-- Directive --
Reproduce every one of the records below, swapping "in this photo" for "in this image" throughout and leaving all else unchanged; omit the pictures from your answer.

___

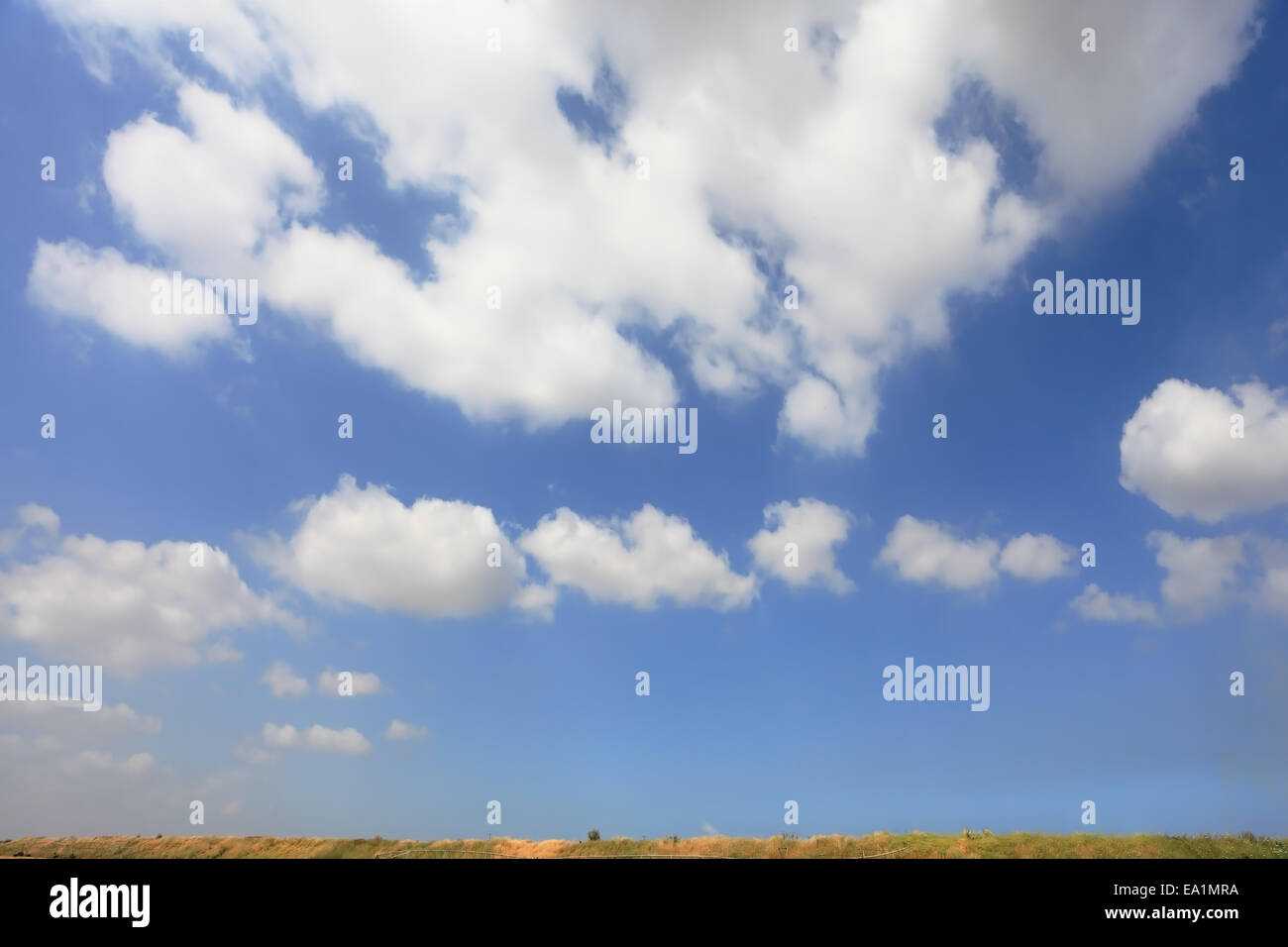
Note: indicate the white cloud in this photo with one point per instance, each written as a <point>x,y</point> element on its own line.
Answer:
<point>209,196</point>
<point>101,286</point>
<point>1035,558</point>
<point>31,517</point>
<point>65,720</point>
<point>404,731</point>
<point>925,552</point>
<point>638,562</point>
<point>282,682</point>
<point>815,527</point>
<point>364,545</point>
<point>824,158</point>
<point>317,737</point>
<point>128,605</point>
<point>93,762</point>
<point>1176,450</point>
<point>1201,573</point>
<point>1271,586</point>
<point>364,684</point>
<point>1096,604</point>
<point>223,652</point>
<point>256,755</point>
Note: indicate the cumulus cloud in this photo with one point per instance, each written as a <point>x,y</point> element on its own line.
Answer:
<point>404,731</point>
<point>99,286</point>
<point>1201,573</point>
<point>348,741</point>
<point>187,193</point>
<point>814,527</point>
<point>831,178</point>
<point>128,605</point>
<point>254,754</point>
<point>1096,604</point>
<point>1035,558</point>
<point>925,552</point>
<point>282,682</point>
<point>639,561</point>
<point>1177,450</point>
<point>31,518</point>
<point>430,560</point>
<point>67,722</point>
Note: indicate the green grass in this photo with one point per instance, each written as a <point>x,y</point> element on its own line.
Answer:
<point>880,845</point>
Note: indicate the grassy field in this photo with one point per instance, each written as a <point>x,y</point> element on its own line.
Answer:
<point>879,845</point>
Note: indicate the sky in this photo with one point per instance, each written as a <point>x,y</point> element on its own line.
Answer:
<point>818,228</point>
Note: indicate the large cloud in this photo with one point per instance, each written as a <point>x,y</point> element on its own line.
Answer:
<point>1177,450</point>
<point>820,158</point>
<point>814,527</point>
<point>364,545</point>
<point>128,605</point>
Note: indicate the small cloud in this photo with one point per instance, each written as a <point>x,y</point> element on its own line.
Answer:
<point>404,731</point>
<point>282,682</point>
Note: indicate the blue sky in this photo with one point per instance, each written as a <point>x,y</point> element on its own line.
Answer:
<point>761,689</point>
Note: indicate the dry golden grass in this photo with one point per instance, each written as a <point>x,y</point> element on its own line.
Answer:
<point>877,845</point>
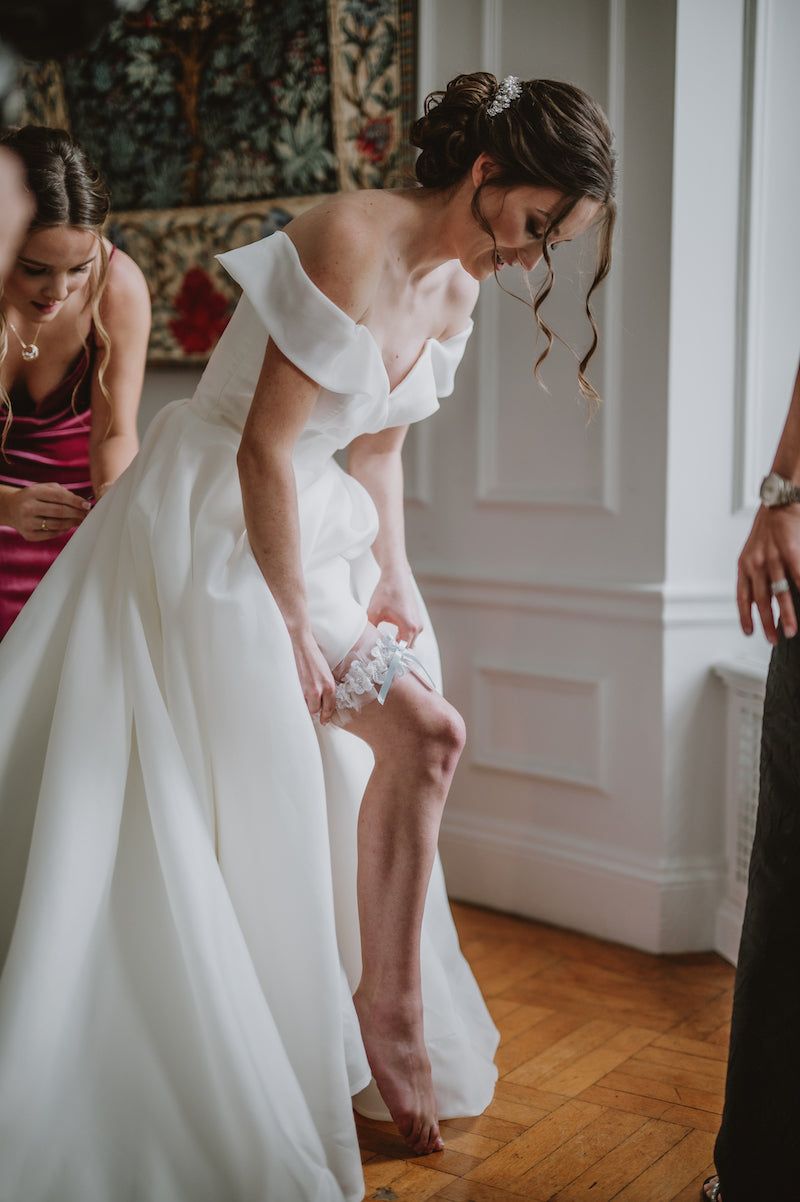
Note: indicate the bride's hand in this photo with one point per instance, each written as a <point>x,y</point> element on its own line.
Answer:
<point>43,511</point>
<point>395,601</point>
<point>316,678</point>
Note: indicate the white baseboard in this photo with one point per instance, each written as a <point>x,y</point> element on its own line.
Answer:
<point>657,906</point>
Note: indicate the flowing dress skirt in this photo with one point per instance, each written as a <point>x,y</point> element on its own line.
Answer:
<point>175,1022</point>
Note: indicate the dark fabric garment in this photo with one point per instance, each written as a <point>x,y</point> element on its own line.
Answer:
<point>756,1153</point>
<point>46,442</point>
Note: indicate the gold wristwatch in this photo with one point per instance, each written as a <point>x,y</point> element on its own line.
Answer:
<point>776,491</point>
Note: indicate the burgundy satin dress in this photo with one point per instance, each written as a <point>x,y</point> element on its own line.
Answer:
<point>46,442</point>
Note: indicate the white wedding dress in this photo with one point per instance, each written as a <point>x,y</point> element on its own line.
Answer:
<point>178,837</point>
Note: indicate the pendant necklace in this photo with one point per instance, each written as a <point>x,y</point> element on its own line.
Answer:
<point>30,350</point>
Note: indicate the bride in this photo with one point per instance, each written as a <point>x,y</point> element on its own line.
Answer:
<point>225,751</point>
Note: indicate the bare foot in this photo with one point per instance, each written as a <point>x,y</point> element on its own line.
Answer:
<point>396,1054</point>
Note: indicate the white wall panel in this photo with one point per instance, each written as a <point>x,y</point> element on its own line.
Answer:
<point>549,726</point>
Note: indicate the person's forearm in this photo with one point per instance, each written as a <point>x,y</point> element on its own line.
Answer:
<point>7,492</point>
<point>381,474</point>
<point>787,458</point>
<point>269,501</point>
<point>109,459</point>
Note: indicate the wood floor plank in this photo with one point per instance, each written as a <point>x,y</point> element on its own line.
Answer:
<point>710,1048</point>
<point>604,1179</point>
<point>676,1170</point>
<point>692,1117</point>
<point>484,1124</point>
<point>579,1037</point>
<point>512,1162</point>
<point>664,1090</point>
<point>473,1191</point>
<point>519,1021</point>
<point>612,1073</point>
<point>596,1064</point>
<point>412,1182</point>
<point>618,1100</point>
<point>709,1067</point>
<point>584,1150</point>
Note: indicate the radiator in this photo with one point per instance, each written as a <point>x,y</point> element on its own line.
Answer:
<point>744,682</point>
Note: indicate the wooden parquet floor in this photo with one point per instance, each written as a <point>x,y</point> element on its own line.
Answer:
<point>612,1073</point>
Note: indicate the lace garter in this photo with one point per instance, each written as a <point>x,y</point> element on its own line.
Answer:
<point>370,676</point>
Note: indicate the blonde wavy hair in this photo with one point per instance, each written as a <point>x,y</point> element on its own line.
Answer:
<point>67,191</point>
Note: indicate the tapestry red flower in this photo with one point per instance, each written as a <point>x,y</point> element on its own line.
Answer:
<point>203,313</point>
<point>375,138</point>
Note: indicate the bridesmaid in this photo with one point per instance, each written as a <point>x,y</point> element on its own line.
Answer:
<point>75,320</point>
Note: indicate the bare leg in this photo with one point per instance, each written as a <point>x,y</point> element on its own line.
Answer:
<point>416,738</point>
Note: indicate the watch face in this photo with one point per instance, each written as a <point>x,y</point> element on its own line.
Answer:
<point>771,488</point>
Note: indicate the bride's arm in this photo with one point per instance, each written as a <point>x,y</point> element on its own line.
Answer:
<point>375,460</point>
<point>281,405</point>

___

-- Complete response --
Note: indicate the white cloud in this image with one point per instance, each written as a <point>x,y</point> element on its own line.
Answer:
<point>209,196</point>
<point>101,286</point>
<point>1035,558</point>
<point>31,517</point>
<point>65,720</point>
<point>404,731</point>
<point>925,552</point>
<point>638,562</point>
<point>282,682</point>
<point>815,527</point>
<point>364,545</point>
<point>824,158</point>
<point>317,737</point>
<point>128,605</point>
<point>93,762</point>
<point>1176,450</point>
<point>1201,573</point>
<point>1271,586</point>
<point>364,684</point>
<point>1096,604</point>
<point>223,652</point>
<point>256,755</point>
Note: indicate the cumulus cloud in this image with one point per instance, each written as a <point>x,y</point> element on its own line.
Answer:
<point>404,731</point>
<point>99,286</point>
<point>1201,573</point>
<point>348,741</point>
<point>187,193</point>
<point>814,527</point>
<point>831,178</point>
<point>128,605</point>
<point>254,754</point>
<point>1096,604</point>
<point>1035,558</point>
<point>925,552</point>
<point>282,682</point>
<point>639,561</point>
<point>1177,450</point>
<point>31,518</point>
<point>430,560</point>
<point>67,722</point>
Note: indicate the green grass in this image with one point per instance, each written as a <point>x,y</point> element on its own line.
Answer:
<point>880,845</point>
Note: indicate the grassy field in this image with one point per instance, each written as a <point>x,y</point> element on its own line.
Answer:
<point>879,845</point>
Note: indicate the sky in this image with one point per instance, each written as a <point>x,y</point> element on its own line.
Answer:
<point>818,228</point>
Note: indicate the large cloud in this image with one point per instance, each written as a <point>x,y</point> element on its own line.
Answer:
<point>1177,450</point>
<point>820,158</point>
<point>814,527</point>
<point>364,545</point>
<point>128,605</point>
Note: indicate the small cloud in this image with one point per instance, each written as a <point>x,y</point> element on its own line.
Answer:
<point>404,731</point>
<point>282,682</point>
Note: indicate the blue sky in this image with one point per instance, each written as a <point>x,y</point> element on its own line.
Answer:
<point>761,689</point>
Note: indicate the dry golden grass in this image with one point per instance, each written as a <point>x,y</point> element on its own line.
Answer:
<point>877,845</point>
Note: indicate the bride's hand in this image with one point per instance, each written as a <point>x,y</point> element on its own line.
Answer:
<point>43,511</point>
<point>395,601</point>
<point>316,678</point>
Note: indicate the white baseboard in this image with one point per instance, each written as a <point>x,y</point> element on its own line.
Answer:
<point>657,906</point>
Note: indicate the flowing dress skirt in this image with one point per instance, each written as a <point>x,y</point> element on its own line.
Answer:
<point>175,1022</point>
Note: indicate the dark fabric garment in this image with one point per instance, each written as a <point>x,y</point> element on its own line.
Answer:
<point>756,1153</point>
<point>46,442</point>
Note: indicate the gold wristwatch in this image with one point per instance, each written as a <point>x,y</point> element on its own line.
Answer:
<point>776,491</point>
Note: indicate the burgundy satin dress in this image with one point per instance, each written as a <point>x,y</point> element on its own line.
Answer:
<point>46,442</point>
Note: indicate the white wedding dress in this image with one point per instance, each written as a <point>x,y</point> element on its own line.
Answer:
<point>178,837</point>
Note: indicate the pendant necklace in this image with one point per instance, each written as a <point>x,y</point> element on its own line.
Answer:
<point>30,350</point>
Note: indicate the bride in this image with one point per instance, each written as a <point>x,y</point> element on its own line.
Answer:
<point>225,751</point>
Note: indicate the bare foot in this image with one point per instance, each written as a <point>x,y</point> element on its own line.
Answer:
<point>396,1054</point>
Note: indicate the white wall panel in this image with one point per instance, each written as a <point>x,y</point> element on its own line.
Answer:
<point>549,726</point>
Note: indicate the person's forearm in this image with one point per instance, each written as a <point>x,y</point> element on its own line.
Answer:
<point>7,492</point>
<point>381,474</point>
<point>787,458</point>
<point>269,501</point>
<point>109,459</point>
Note: indicate the wood floor plank in this image with one point per instance, each written as a <point>x,y</point> element on its own line.
Answer:
<point>710,1048</point>
<point>604,1179</point>
<point>676,1170</point>
<point>692,1117</point>
<point>484,1124</point>
<point>579,1037</point>
<point>512,1162</point>
<point>664,1090</point>
<point>473,1191</point>
<point>519,1021</point>
<point>612,1073</point>
<point>596,1064</point>
<point>412,1182</point>
<point>618,1100</point>
<point>709,1067</point>
<point>584,1150</point>
Note: indicate the radiator in this image with one point per instance, each written as a <point>x,y</point> element on its own line.
Answer:
<point>744,682</point>
Note: indicate the wooden parquet floor in this image with one point per instance, each written as a <point>x,y</point> element on its own line.
Answer:
<point>612,1073</point>
Note: indicate the lace garter in this image with one point per instance, each written as a <point>x,y</point> element on its own line.
Answer:
<point>370,676</point>
Note: indicate the blonde wavy hair in this image with one point per instance, each written as a <point>x,y</point> element on its own line.
Answer:
<point>67,191</point>
Note: indicate the tapestry red flower in this image with one point per instance, each written as a <point>x,y</point> element on its own line.
Answer:
<point>203,313</point>
<point>375,138</point>
Note: indicate the bridesmaid in this image with one point per instance, each written as a <point>x,y</point> element on its own line.
Answer:
<point>75,320</point>
Note: indicate the bare leg in this image with one point per instance, each written as a <point>x,y</point> element on its own line.
Answer:
<point>416,738</point>
Note: indicate the watch face in this image with one point per instance, each written as a <point>x,y</point> element on its own line.
Answer:
<point>771,488</point>
Note: indicate the bride's arm in this image with one point per instance, each written as a <point>x,y</point> element on its own line.
Answer:
<point>375,460</point>
<point>281,405</point>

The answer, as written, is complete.